### QUOTED PASSAGE
....
In the Cambridge Independent published on Wednesday 23rd November 2022, volunteer Sara Shaw shares what she gains by giving some of her time and expertise to CCF.
As we approach the end of another year, our thoughts and actions often turn inward as we hunker down and prepare for Christmas. The last two have been challenging due the pandemic, and this year many of us face the financial burden of higher food and energy prices which, ironically, may mean we’ll reduce our carbon footprint by lowering thermostats and limiting use.
Another interesting consequence of adversity happened during the pandemic when thousands of us volunteered or carried out acts of kindness in our neighbourhoods. We were a nation briefly united in what was termed a ‘Blitz Spirit’ of altruism, and the psychological benefits of these selfless acts helped counter the inevitable stress and isolation of that time by providing purpose and routine. Indeed, studies show that volunteering has a potent effect on our mental health and reduces depression and loneliness by boosting happiness and forging connections through social interaction. But the benefits don’t stop there.
What comes to mind when you think of volunteering? Shaking buckets, or clutching a clipboard while herding patients through a serpentine queue? Roles that don’t require expertise? Or maybe you recall the nurses who came out of retirement to staff the temporary hospitals or give vaccinations? Roles that require expertise and qualifications? It can be so much more.
....
### SOURCE DATA
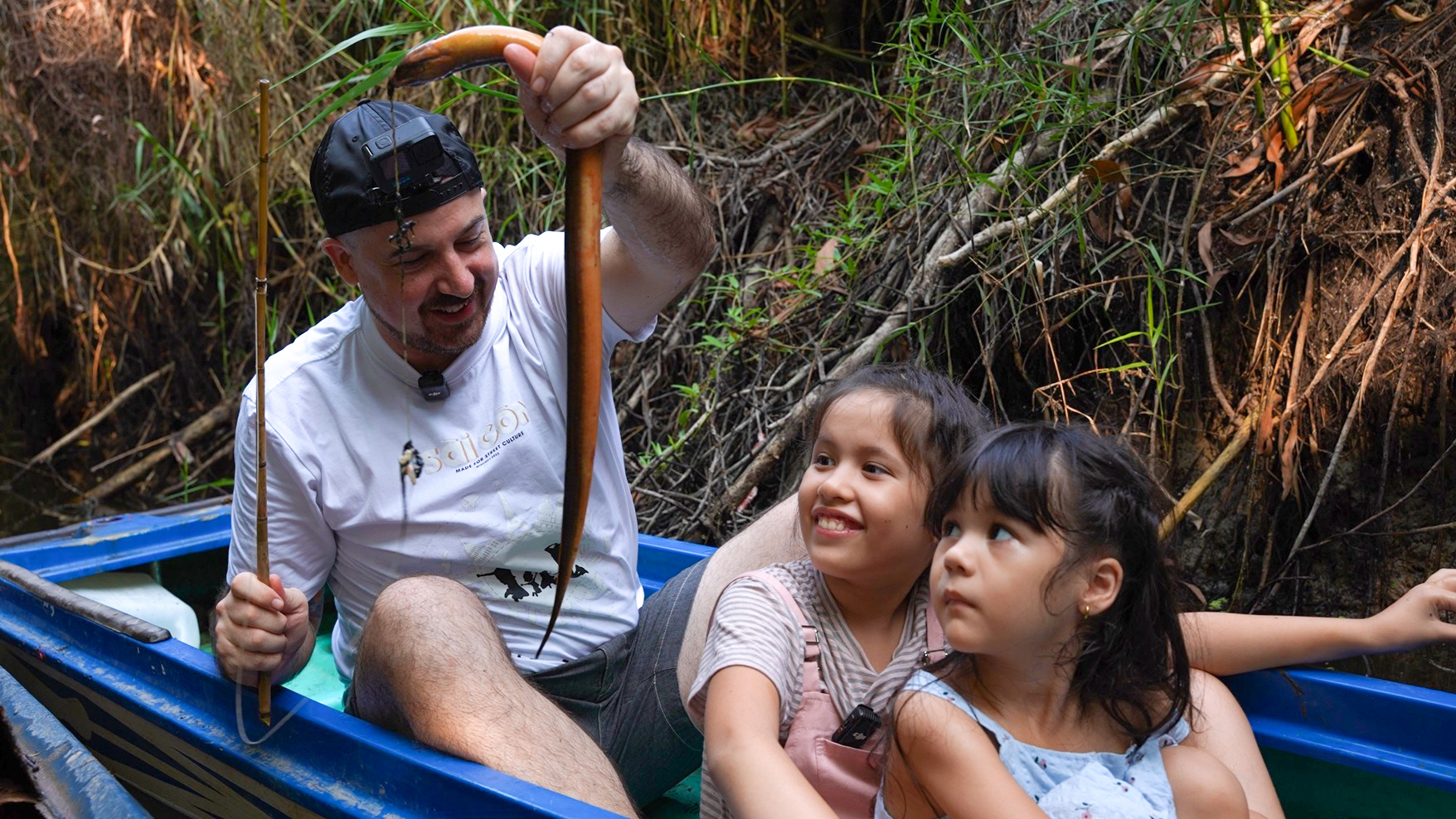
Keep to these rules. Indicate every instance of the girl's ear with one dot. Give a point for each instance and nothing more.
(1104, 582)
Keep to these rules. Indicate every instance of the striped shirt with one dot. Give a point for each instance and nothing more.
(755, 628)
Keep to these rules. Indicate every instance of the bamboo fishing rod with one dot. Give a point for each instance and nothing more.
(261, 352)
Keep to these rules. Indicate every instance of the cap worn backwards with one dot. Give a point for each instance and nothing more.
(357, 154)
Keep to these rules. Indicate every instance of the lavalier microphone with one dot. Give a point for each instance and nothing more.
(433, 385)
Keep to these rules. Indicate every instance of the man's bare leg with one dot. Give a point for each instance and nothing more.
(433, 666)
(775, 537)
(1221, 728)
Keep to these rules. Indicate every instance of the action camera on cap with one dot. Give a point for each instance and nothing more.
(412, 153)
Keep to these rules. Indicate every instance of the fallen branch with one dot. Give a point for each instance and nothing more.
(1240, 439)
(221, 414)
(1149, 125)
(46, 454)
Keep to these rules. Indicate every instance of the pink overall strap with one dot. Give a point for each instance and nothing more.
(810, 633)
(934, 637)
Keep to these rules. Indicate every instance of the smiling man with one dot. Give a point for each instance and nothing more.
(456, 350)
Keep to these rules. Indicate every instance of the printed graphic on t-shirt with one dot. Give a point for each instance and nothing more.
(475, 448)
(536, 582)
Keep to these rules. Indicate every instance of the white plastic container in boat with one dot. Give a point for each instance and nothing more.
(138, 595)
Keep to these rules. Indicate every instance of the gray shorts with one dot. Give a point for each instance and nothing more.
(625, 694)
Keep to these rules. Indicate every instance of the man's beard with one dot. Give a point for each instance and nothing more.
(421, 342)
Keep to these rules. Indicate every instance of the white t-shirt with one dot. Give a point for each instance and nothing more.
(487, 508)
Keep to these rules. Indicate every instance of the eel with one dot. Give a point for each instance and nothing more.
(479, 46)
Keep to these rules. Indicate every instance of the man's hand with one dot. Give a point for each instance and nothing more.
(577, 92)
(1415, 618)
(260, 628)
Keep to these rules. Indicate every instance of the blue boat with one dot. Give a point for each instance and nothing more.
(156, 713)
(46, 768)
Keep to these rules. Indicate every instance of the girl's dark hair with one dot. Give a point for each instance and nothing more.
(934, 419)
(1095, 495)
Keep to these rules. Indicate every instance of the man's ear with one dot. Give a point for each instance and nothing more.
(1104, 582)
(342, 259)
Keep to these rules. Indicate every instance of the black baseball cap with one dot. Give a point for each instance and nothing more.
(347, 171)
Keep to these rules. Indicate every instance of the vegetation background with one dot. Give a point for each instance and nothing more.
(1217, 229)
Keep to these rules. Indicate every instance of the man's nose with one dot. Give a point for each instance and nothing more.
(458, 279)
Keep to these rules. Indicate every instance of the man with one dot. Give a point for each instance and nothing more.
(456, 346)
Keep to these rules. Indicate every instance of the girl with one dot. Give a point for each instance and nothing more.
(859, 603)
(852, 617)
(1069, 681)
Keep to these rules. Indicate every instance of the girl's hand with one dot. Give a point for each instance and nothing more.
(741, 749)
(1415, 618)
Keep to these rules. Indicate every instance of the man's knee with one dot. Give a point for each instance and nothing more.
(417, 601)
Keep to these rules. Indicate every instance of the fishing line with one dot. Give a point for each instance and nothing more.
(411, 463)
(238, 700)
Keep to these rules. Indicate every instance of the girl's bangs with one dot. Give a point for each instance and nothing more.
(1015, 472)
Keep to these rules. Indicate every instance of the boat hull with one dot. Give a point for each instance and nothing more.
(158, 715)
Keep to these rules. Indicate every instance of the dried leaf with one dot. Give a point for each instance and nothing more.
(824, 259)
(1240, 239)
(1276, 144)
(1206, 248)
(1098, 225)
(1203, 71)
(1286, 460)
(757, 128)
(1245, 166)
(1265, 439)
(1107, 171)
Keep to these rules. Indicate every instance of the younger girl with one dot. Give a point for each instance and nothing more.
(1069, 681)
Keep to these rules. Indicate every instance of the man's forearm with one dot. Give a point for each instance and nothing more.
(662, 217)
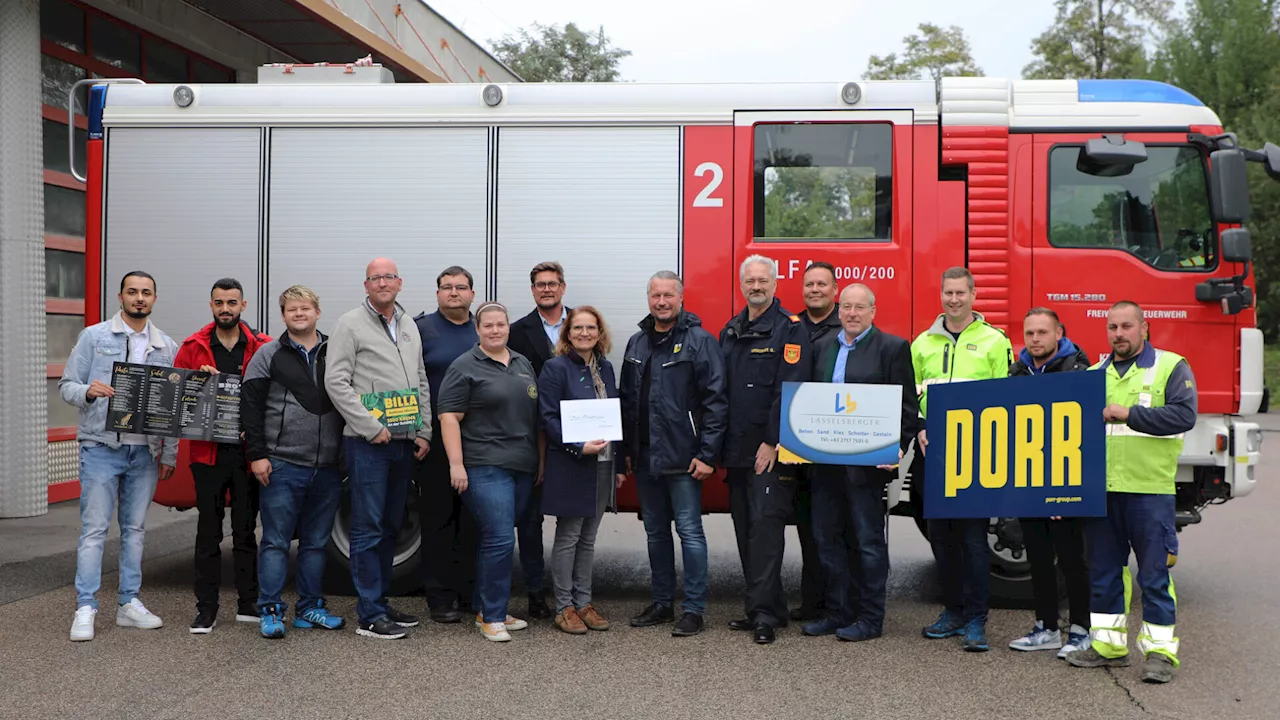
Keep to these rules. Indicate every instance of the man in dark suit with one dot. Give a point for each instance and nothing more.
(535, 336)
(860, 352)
....
### WHAT YOU NEED TO DO
1 – Translate this sentence from the volunteering article into French: "What comes to mind when you think of volunteering?"
2 – According to the volunteering article, on what date did the Cambridge Independent publish it?
3 – Please set down the volunteering article word for word from "What comes to" up to and including "so much more.".
The listing above comes from a different source than the volunteering article.

### ANSWERS FOR EACH ITEM
1 – Qu’est-ce qui vous vient à l’esprit quand vous pensez au bénévolat ?

2 – Wednesday 23rd November 2022.

3 –
What comes to mind when you think of volunteering? Shaking buckets, or clutching a clipboard while herding patients through a serpentine queue? Roles that don’t require expertise? Or maybe you recall the nurses who came out of retirement to staff the temporary hospitals or give vaccinations? Roles that require expertise and qualifications? It can be so much more.